--- Begin Rows ---
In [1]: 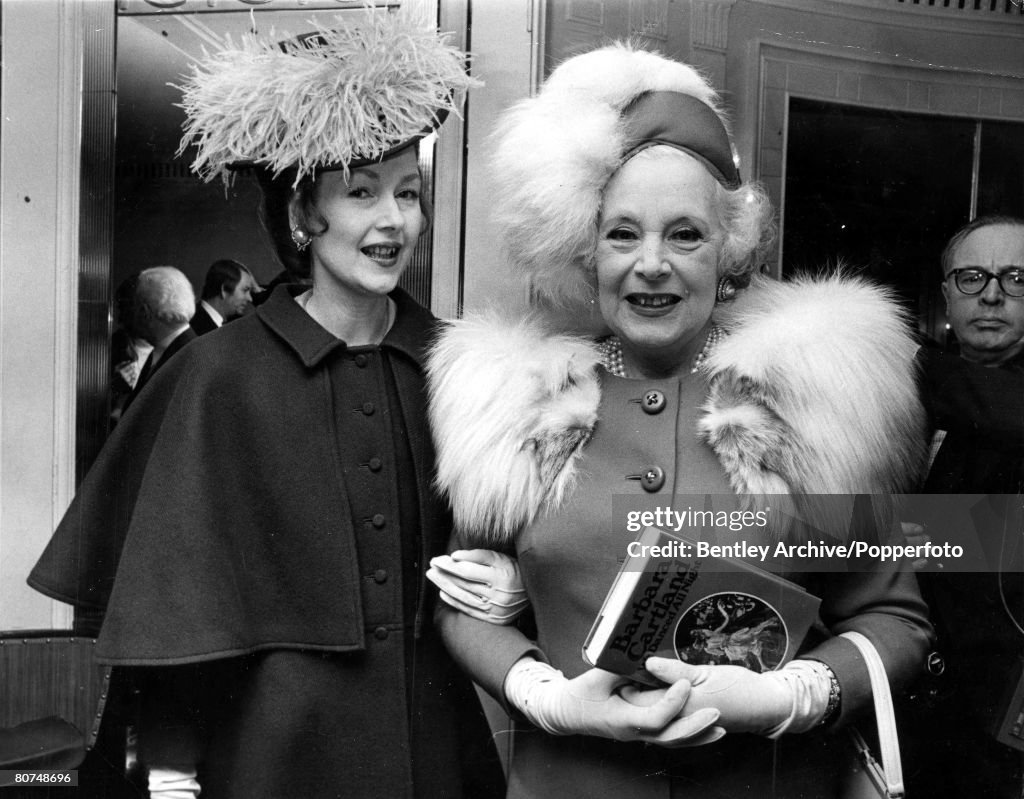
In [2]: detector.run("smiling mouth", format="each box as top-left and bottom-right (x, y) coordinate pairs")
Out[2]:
(360, 244), (401, 264)
(626, 294), (682, 310)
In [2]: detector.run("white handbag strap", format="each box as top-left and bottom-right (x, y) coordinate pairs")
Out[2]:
(841, 631), (904, 797)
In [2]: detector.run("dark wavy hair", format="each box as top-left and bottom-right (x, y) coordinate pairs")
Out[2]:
(254, 155), (433, 279)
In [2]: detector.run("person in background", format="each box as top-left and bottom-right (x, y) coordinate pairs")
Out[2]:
(429, 46), (931, 799)
(124, 266), (196, 411)
(191, 258), (259, 336)
(30, 9), (503, 799)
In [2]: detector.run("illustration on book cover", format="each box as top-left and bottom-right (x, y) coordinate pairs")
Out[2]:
(675, 592), (788, 672)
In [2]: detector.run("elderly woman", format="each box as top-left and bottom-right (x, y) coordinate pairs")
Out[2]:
(429, 46), (930, 799)
(31, 11), (502, 799)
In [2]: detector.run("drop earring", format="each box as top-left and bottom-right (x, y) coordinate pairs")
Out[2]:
(292, 225), (312, 252)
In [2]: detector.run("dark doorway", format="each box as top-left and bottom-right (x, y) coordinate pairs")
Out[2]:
(782, 97), (1024, 343)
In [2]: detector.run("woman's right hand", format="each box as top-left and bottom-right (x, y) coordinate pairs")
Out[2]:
(427, 549), (529, 624)
(505, 658), (725, 747)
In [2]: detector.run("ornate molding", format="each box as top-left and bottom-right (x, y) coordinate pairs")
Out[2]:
(117, 0), (400, 16)
(565, 0), (604, 28)
(690, 0), (736, 52)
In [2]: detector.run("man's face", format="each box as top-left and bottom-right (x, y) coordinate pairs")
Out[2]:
(942, 224), (1024, 366)
(221, 271), (256, 319)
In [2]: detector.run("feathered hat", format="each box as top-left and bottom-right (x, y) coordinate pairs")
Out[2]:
(493, 44), (740, 317)
(178, 9), (479, 183)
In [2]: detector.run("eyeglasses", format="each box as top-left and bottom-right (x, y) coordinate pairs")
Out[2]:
(946, 266), (1024, 297)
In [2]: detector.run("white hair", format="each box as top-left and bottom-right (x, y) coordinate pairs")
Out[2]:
(493, 43), (771, 323)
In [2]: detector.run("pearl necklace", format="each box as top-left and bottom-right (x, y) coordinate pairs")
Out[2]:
(598, 325), (726, 377)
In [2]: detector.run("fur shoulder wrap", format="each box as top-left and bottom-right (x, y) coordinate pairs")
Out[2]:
(427, 277), (925, 545)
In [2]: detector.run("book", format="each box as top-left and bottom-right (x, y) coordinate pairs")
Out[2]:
(583, 527), (821, 681)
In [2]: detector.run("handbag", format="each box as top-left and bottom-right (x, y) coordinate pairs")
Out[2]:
(840, 632), (906, 799)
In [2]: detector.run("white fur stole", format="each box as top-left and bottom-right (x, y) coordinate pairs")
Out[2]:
(428, 277), (925, 545)
(427, 316), (601, 545)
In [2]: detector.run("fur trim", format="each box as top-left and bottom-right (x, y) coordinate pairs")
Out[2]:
(698, 277), (926, 535)
(492, 44), (722, 309)
(427, 317), (600, 545)
(178, 9), (479, 183)
(428, 278), (925, 545)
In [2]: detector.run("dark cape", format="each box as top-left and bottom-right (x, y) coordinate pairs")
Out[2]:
(898, 346), (1024, 799)
(29, 288), (503, 797)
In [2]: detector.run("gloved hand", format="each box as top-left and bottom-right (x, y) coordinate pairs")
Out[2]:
(646, 658), (831, 738)
(148, 764), (200, 799)
(427, 549), (529, 624)
(505, 658), (725, 747)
--- End Rows ---
Given task → Pull out each line of the items above that contains the word "handbag", and copy those lines unchanged.

Correct result →
In [2]: detector.run("white handbag strap", format="each box as top-left and bottom-right (x, y) coordinate pairs")
In [2]: detector.run("handbag", format="each box as top-left and bottom-right (x, y) coordinate pairs")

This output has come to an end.